(Stored data)
========================

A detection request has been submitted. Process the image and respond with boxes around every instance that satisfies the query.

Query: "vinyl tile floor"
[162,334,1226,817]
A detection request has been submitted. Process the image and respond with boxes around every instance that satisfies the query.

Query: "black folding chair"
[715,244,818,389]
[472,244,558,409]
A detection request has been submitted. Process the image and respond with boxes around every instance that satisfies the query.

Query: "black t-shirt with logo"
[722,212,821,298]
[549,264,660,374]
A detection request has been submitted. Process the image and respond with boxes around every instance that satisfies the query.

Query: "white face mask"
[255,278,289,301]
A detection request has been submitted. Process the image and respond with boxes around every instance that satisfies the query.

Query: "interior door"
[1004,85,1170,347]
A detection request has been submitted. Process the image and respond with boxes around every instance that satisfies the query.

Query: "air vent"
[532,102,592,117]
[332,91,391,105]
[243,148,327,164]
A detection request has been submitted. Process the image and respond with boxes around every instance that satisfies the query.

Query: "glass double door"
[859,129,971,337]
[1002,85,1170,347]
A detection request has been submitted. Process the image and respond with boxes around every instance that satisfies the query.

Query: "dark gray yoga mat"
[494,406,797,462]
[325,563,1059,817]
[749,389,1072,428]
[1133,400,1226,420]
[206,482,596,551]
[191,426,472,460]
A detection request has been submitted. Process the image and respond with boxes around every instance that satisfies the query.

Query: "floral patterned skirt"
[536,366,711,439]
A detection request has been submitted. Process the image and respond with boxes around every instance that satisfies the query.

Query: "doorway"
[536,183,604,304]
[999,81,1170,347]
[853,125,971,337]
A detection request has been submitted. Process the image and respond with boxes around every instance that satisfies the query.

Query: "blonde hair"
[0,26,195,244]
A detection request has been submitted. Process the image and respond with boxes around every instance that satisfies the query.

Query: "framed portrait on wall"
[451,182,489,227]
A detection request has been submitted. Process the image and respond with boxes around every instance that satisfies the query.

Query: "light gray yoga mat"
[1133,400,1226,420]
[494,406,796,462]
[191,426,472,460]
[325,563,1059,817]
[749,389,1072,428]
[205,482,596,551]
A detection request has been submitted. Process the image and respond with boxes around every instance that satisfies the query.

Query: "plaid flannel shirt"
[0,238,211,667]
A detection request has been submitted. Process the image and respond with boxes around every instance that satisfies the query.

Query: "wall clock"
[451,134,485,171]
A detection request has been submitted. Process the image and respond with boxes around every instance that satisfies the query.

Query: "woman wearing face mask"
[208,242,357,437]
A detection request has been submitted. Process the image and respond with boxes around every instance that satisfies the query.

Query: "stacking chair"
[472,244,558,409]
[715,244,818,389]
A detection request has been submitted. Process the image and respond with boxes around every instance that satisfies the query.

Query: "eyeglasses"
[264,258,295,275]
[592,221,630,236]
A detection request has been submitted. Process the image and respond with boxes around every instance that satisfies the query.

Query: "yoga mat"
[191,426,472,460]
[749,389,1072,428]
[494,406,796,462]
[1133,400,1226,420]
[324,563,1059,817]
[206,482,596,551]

========================

STATED EXERCISE:
Copy out every line of the data above word for word, without changing anything.

COMPLETE OUTPUT:
A detection request has been submitted. Process the image and respond with boxes around every instance that satisfies the query.

Query: "vinyl tile floor"
[162,334,1226,817]
A detection request has been submitted. Process the image and respond with boxes around every instance that satisfies the query.

Query: "black folding chair"
[715,244,818,389]
[472,244,558,409]
A detection request has been submitted. Process the image and respond with boxes around every instance that satisfies the query.

Query: "black t-shirt with logo"
[722,212,821,298]
[549,264,660,374]
A detection request has been submitted. Process the image and respond with boxes around every instance that satisfies the query.

Query: "white face mask"
[255,278,289,301]
A detection request has been submitted. Process the image and respond with boxes around every instance that satisfies the query.

Query: "interior door"
[1004,85,1170,347]
A detection request has been submitted. Process the image and respond with boxes around every instance that satisfies the query.

Query: "air vent"
[532,102,592,117]
[332,91,391,105]
[243,148,327,164]
A detection request has been submitted. Process the image and respond with boxes around every instance that satisfies the query.

Query: "glass double door"
[859,129,971,337]
[1002,85,1170,347]
A detection request has been submitted. Process the image and respond with boxes around every instance that satisfies the query.

Query: "dark gray yoga mat"
[494,406,797,462]
[325,563,1059,817]
[749,389,1072,428]
[1133,400,1226,420]
[206,482,596,551]
[191,426,472,460]
A detection request has been submitted. Process the image and respond with boxes around every instance that satisfies the query.

Query: "floral patterned skirt"
[536,366,711,439]
A detection request has been submitted. Process the image and respond with boxes around every instance that satisfies the query.

Query: "doorway"
[536,183,604,304]
[999,81,1170,347]
[853,125,971,337]
A detection request has been submitted. Process the image and respond with boxes around every instance that satisfies the query.

Query: "blonde hair"
[0,26,195,244]
A detection request has been submitted. Process the image and respond with boxes around every instance that satisfies the query.

Query: "framed portrait on wall"
[451,182,489,227]
A detection request has been submitted. Process the image and respond with boxes around every instance that satisfies the query.

Query: "light gray yoga mat"
[1133,400,1226,420]
[494,406,796,462]
[191,426,472,460]
[325,563,1059,817]
[749,389,1072,428]
[205,482,596,551]
A detection request has been submitted. Process the image and respond with boxes around every instance that satisfies the query.

Query: "plaid flannel shirt"
[0,238,211,667]
A detection request has been submitted. Process the image and respond with boxes around every instance that satisfies the query.

Query: "wall clock"
[451,134,485,171]
A detection request has been submitted. Process the image and respond with boxes around every instance that satisfies the query.

Query: "woman wearing face mask"
[208,242,357,437]
A detection request has been submitted. Process the image and respond with boxes around every instance that satisfies the query.

Query: "stacking chair"
[472,244,558,409]
[715,244,818,389]
A detection request has been submitted. Process the image and respond with boxes around every instance that satisfies the query.

Query: "eyeglasses"
[264,258,295,275]
[592,221,630,236]
A detection request has been submitted. Process the image and respond with boxes around every instance that satisfies the query.

Query: "yoga mat"
[191,426,472,460]
[749,389,1072,428]
[494,406,796,462]
[1133,400,1226,420]
[324,563,1059,817]
[206,482,596,551]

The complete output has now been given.